╭──
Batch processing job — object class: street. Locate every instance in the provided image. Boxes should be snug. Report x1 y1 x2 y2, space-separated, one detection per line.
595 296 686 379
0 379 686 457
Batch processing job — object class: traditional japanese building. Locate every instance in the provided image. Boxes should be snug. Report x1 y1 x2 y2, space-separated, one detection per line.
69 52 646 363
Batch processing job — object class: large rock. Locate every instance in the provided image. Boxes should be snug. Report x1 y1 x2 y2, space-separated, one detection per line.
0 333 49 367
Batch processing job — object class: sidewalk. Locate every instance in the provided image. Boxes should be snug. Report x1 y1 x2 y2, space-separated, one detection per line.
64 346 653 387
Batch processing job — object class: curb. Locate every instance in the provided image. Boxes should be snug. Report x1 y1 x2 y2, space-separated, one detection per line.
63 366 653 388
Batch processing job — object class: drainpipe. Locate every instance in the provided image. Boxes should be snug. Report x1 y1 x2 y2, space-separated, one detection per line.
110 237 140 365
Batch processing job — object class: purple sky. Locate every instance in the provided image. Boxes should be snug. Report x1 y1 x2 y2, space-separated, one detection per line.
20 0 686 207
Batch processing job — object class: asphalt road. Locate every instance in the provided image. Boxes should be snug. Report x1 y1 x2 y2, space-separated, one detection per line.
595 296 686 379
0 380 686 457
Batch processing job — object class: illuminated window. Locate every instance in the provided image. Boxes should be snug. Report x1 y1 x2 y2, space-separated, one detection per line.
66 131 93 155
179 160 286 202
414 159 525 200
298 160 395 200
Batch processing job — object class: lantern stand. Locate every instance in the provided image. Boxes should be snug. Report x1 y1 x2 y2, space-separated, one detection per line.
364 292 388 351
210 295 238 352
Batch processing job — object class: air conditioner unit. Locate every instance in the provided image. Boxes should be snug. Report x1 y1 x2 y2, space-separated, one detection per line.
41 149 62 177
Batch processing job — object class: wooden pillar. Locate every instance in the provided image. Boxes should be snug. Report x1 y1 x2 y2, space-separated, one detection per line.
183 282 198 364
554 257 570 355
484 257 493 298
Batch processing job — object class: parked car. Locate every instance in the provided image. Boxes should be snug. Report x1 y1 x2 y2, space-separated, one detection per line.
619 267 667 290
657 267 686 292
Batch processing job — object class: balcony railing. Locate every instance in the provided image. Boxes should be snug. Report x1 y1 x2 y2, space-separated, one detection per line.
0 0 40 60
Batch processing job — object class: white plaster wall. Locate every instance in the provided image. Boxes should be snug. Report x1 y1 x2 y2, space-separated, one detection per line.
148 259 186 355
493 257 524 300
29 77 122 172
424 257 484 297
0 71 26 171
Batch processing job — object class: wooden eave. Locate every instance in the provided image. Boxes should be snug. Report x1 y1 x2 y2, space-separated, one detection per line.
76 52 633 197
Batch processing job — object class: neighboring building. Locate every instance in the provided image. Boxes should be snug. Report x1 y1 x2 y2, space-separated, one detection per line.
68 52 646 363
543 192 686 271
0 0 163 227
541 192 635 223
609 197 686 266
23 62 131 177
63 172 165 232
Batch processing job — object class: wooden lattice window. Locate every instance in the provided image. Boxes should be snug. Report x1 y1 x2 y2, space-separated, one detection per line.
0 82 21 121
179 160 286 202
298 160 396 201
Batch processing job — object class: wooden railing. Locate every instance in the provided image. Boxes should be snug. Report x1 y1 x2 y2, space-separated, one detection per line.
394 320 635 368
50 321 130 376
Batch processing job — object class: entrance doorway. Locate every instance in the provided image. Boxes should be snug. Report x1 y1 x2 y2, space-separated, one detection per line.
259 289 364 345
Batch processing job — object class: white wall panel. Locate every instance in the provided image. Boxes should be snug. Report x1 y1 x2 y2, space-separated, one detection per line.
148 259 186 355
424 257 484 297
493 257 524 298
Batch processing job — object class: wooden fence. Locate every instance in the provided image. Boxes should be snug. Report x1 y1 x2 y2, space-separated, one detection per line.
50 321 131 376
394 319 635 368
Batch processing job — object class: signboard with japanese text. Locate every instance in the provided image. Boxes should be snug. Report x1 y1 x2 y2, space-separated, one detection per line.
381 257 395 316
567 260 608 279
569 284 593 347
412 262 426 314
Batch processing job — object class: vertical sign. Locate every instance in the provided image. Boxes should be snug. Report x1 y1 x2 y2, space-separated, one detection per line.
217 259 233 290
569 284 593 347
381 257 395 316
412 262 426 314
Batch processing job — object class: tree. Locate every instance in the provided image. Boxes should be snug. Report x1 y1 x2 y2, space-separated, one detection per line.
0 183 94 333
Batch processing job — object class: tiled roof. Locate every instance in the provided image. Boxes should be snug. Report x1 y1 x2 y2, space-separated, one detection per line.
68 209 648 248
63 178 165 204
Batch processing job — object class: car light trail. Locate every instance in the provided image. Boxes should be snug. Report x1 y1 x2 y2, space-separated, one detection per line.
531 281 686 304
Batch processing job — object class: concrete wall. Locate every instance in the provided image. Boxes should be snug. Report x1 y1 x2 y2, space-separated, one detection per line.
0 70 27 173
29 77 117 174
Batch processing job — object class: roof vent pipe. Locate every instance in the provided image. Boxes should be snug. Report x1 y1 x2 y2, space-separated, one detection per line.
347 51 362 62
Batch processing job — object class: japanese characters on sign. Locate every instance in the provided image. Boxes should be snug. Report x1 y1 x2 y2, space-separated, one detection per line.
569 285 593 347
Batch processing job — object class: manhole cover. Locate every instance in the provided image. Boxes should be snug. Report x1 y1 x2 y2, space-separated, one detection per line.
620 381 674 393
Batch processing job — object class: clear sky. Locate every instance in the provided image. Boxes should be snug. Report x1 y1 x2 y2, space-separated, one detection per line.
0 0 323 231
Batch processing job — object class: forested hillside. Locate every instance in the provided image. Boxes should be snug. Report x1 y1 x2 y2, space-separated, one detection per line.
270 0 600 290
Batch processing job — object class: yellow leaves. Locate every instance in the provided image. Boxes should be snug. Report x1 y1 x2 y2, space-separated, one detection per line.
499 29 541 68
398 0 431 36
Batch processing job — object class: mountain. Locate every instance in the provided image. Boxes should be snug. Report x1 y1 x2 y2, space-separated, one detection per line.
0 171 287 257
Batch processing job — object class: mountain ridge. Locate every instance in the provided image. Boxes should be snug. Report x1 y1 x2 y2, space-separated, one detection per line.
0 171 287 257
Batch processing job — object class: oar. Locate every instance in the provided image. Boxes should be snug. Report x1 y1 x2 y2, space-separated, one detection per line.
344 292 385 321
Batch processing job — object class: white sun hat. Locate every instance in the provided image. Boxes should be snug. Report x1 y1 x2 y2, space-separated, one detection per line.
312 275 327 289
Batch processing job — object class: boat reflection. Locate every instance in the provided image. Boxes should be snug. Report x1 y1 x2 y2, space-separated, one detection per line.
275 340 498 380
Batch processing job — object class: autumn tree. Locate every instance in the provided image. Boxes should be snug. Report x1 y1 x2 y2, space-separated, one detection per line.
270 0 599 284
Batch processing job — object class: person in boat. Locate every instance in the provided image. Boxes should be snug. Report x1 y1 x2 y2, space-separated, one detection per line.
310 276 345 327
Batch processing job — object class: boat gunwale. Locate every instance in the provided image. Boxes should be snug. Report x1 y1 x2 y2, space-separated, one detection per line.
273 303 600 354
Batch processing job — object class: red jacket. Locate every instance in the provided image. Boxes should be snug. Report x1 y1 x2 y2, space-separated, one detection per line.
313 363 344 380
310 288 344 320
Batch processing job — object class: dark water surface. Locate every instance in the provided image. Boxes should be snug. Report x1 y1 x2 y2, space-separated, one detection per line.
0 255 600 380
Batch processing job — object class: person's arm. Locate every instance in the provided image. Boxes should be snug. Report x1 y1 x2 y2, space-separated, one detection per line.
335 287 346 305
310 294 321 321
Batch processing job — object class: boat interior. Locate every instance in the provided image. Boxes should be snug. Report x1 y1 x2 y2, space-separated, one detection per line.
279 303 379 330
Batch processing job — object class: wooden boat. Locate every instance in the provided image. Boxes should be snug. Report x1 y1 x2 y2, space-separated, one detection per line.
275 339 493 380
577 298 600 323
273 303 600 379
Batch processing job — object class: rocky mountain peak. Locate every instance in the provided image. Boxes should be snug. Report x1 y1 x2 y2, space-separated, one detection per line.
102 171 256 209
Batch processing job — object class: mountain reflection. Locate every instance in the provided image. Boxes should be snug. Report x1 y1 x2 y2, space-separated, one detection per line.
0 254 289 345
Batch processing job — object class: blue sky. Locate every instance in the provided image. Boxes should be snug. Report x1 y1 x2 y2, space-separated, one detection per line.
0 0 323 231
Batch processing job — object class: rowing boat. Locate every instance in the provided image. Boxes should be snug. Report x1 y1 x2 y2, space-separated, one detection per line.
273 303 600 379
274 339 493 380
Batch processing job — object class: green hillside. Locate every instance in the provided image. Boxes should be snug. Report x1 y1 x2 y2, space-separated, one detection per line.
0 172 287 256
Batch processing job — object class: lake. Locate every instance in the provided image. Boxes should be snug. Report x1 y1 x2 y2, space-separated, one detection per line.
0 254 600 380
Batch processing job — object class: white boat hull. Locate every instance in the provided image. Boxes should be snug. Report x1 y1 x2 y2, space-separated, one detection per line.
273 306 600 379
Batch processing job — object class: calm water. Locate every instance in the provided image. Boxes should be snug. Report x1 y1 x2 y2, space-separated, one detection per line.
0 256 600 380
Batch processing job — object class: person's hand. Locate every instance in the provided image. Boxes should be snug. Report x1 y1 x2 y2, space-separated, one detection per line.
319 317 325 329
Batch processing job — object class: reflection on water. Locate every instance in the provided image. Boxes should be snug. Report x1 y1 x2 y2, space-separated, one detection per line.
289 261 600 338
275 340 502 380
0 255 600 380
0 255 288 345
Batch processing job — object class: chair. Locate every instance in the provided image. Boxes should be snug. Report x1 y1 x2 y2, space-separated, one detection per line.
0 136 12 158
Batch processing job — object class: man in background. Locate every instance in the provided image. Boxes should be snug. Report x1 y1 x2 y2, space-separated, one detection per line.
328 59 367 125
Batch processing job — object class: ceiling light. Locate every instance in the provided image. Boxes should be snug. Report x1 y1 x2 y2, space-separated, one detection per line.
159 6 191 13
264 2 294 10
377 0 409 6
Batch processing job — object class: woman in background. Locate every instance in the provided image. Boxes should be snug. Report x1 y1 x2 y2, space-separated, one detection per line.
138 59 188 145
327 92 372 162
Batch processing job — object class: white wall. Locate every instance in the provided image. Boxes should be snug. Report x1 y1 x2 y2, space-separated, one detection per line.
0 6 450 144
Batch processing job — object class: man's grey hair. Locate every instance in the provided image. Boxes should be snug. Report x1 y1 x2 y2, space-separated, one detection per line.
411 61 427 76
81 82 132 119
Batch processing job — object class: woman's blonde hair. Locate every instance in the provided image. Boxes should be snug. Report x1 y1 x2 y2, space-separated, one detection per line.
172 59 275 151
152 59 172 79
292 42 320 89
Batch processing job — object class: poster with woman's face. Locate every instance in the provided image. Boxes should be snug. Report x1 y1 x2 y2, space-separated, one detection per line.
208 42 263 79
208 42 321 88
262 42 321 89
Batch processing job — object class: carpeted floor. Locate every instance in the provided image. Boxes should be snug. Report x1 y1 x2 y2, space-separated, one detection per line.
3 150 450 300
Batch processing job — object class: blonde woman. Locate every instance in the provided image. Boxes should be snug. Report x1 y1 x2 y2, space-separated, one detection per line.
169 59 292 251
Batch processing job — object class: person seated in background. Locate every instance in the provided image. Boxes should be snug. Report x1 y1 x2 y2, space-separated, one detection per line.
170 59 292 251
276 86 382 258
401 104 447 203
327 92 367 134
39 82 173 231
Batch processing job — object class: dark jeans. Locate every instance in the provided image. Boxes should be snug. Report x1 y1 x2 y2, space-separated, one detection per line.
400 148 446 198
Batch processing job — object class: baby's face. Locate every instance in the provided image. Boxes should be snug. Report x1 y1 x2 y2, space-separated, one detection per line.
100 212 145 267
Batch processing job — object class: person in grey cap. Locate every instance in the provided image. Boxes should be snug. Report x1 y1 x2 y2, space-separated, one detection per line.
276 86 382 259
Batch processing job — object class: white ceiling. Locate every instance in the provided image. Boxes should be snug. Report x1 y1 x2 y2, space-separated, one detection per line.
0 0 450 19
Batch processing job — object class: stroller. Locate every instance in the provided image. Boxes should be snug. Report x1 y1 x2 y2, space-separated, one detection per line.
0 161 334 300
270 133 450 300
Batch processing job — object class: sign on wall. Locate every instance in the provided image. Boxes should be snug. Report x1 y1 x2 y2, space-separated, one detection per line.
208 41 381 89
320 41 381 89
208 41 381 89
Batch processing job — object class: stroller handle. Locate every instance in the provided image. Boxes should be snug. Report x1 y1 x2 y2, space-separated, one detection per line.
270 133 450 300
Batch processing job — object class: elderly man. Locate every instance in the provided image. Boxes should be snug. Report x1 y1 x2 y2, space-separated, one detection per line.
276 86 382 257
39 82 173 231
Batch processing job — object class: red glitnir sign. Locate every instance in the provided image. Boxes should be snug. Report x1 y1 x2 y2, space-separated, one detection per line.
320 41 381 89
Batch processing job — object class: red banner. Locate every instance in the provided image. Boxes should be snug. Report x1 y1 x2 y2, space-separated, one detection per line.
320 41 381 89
╰──
Retype the lines of the listing above, starting at the line containing "Batch processing job — object class: red banner." and ending at the last line of the listing, with both ends included.

Batch processing job — object class: red banner. Locate every instance in the provided image. Boxes should be snug. Report x1 y1 x2 y2, space-separated, one detection per line.
320 41 381 89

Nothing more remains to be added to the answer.